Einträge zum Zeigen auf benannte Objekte

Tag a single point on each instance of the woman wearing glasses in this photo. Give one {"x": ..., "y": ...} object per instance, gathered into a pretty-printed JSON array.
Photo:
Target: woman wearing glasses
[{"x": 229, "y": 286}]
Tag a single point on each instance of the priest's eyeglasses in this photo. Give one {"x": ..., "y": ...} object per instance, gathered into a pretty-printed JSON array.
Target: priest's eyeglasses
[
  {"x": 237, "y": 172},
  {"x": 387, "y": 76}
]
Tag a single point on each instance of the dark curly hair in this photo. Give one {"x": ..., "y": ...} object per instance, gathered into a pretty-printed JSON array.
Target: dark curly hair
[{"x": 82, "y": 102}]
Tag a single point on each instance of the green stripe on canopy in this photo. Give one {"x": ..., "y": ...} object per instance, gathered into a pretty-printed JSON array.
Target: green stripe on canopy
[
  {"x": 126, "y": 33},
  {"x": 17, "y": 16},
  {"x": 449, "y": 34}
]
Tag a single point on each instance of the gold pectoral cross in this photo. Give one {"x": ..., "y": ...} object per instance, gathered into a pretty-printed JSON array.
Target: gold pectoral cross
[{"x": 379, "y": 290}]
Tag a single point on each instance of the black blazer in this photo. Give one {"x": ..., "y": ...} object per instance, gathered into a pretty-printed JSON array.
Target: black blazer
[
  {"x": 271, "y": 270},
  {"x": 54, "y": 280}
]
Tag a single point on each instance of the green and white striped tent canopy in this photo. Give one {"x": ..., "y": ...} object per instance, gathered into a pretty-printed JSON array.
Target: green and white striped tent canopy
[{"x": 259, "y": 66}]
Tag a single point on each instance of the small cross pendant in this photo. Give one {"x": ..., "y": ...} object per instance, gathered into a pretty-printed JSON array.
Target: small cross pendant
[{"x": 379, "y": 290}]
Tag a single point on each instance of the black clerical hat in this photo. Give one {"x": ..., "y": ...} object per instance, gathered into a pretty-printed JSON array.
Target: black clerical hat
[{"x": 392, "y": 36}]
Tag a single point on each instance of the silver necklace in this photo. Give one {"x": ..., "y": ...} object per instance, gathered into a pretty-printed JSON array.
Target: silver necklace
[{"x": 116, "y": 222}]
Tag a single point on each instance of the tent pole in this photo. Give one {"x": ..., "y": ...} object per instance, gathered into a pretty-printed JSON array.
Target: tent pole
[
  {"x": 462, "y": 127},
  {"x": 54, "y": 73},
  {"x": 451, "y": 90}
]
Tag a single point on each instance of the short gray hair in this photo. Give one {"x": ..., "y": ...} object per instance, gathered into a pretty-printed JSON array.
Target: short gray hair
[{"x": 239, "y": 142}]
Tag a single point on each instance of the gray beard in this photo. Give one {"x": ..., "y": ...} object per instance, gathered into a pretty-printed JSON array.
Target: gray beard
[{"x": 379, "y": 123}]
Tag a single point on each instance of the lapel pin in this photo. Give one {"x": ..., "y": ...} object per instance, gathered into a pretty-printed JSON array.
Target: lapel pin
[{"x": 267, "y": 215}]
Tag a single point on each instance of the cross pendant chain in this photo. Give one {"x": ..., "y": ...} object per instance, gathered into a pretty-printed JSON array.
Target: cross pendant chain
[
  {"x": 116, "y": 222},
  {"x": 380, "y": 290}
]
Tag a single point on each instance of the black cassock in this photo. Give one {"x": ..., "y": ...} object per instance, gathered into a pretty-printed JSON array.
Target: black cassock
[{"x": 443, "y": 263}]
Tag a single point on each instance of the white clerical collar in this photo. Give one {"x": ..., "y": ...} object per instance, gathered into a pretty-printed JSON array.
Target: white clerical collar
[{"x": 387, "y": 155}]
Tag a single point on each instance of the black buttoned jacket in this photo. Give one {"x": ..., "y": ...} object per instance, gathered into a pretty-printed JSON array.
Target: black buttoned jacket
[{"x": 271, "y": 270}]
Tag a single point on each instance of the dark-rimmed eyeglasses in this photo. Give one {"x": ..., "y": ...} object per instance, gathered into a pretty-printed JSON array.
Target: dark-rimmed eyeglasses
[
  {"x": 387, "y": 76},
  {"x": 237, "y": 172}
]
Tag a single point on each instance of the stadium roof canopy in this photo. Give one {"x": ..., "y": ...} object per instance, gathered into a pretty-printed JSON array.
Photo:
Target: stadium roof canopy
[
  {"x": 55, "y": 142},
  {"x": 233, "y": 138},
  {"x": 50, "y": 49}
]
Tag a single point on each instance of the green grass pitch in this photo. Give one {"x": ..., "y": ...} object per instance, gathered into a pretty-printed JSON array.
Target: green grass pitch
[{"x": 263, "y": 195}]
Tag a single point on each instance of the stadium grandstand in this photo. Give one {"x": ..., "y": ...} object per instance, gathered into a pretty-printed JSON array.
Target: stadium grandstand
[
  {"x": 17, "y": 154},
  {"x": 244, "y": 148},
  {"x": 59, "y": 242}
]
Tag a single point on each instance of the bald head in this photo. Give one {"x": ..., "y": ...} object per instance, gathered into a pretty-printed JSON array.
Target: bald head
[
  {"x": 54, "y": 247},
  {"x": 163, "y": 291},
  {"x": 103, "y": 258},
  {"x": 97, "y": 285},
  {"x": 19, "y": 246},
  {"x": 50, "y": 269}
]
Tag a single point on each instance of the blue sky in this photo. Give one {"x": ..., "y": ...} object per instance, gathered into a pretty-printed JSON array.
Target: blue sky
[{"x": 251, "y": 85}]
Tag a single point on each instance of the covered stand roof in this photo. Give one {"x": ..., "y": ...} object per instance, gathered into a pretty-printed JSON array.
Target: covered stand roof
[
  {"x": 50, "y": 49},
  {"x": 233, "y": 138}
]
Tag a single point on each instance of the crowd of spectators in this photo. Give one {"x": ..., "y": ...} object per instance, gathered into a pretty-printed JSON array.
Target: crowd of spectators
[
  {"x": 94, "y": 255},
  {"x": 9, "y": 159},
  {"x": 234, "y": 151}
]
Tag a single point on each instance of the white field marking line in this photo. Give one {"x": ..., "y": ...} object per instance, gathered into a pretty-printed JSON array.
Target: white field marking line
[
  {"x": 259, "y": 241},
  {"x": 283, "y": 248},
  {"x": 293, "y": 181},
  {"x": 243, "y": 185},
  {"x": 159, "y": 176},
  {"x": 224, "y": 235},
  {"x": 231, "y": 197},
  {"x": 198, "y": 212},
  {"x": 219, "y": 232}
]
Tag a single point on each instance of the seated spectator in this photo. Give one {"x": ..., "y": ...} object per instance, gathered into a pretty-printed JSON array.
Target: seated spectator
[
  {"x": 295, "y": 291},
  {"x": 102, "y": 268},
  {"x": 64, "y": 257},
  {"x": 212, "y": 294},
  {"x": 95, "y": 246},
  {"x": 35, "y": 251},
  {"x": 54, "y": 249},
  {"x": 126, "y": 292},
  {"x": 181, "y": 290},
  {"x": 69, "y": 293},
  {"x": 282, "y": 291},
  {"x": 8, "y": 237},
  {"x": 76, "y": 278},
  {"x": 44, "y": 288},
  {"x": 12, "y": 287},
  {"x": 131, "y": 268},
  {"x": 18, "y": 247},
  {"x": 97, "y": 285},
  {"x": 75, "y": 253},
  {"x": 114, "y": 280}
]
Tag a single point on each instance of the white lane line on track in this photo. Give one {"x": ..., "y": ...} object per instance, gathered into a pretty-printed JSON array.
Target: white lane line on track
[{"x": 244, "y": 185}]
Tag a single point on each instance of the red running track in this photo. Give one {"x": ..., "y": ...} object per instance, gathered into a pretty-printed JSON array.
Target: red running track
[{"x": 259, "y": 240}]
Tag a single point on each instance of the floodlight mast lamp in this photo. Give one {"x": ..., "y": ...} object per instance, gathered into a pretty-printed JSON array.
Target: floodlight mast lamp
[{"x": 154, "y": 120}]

Aufgabendetails:
Schreibe den Abschnitt von der Zeile mit "Tag a single point on each instance of the floodlight" bis einschließlich zum Ende der Einträge als CSV mit den zwei Spalten "text" und "antwort" um. Lege eine Zeile je Eintrag an, setze jedes Feld in Anführungszeichen und ersetze Zeilenumbrüche durch Leerzeichen.

Antwort zur Aufgabe:
text,antwort
"Tag a single point on each instance of the floodlight mast lamp in this photo. Give one {""x"": ..., ""y"": ...} object per instance, gathered into a pretty-printed JSON array. Target: floodlight mast lamp","[{""x"": 154, ""y"": 120}]"